**What you should do:** Would you retype the listing word for word, skipping its pictures?

**Material for this task:**
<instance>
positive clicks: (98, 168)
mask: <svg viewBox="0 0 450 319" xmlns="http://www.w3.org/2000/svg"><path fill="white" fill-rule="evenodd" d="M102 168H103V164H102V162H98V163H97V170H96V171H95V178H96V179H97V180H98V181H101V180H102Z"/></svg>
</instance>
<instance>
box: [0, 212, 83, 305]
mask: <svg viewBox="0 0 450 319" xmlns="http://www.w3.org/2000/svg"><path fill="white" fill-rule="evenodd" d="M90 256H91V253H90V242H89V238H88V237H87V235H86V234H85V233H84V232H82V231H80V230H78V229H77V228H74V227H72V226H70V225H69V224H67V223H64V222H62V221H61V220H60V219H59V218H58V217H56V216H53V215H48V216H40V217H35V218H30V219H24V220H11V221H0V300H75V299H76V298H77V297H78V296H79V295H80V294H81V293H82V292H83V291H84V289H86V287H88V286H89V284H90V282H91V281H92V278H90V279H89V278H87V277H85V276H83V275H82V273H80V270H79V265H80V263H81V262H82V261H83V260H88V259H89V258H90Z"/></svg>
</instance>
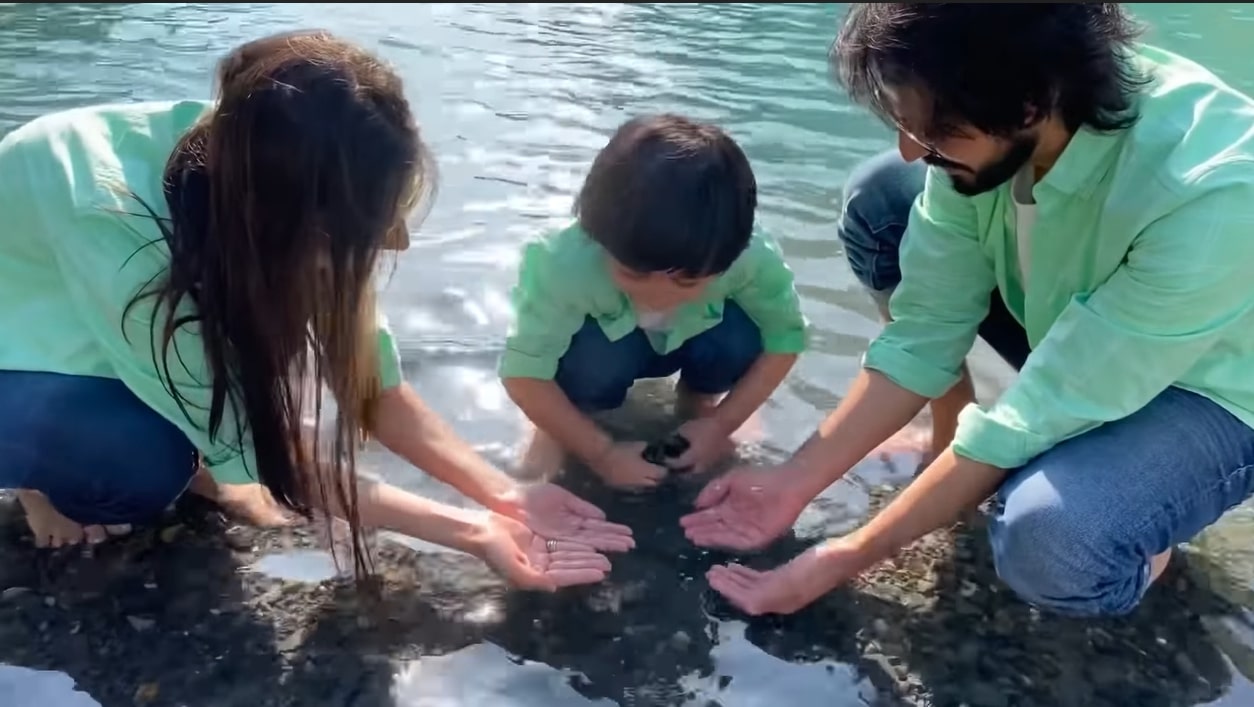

**Solved exercise:**
<instance>
positive clicks: (98, 168)
mask: <svg viewBox="0 0 450 319" xmlns="http://www.w3.org/2000/svg"><path fill="white" fill-rule="evenodd" d="M102 168H103V164H102V162H98V163H97V170H96V171H95V178H96V179H97V180H98V181H101V180H102Z"/></svg>
</instance>
<instance>
box: [0, 212, 83, 305]
mask: <svg viewBox="0 0 450 319" xmlns="http://www.w3.org/2000/svg"><path fill="white" fill-rule="evenodd" d="M90 256H91V253H90V242H89V238H88V237H87V235H86V234H85V233H84V232H82V231H80V230H78V229H77V228H74V227H72V226H70V225H69V224H67V223H64V222H62V221H61V220H60V219H59V218H58V217H56V216H53V215H48V216H40V217H35V218H30V219H24V220H11V221H0V300H75V299H76V298H77V297H78V296H79V295H80V294H81V293H82V292H83V291H84V289H86V287H88V286H89V284H90V282H91V281H92V278H90V279H89V278H87V277H85V276H83V275H82V273H80V270H79V265H80V263H81V262H82V261H83V260H88V259H89V258H90Z"/></svg>
</instance>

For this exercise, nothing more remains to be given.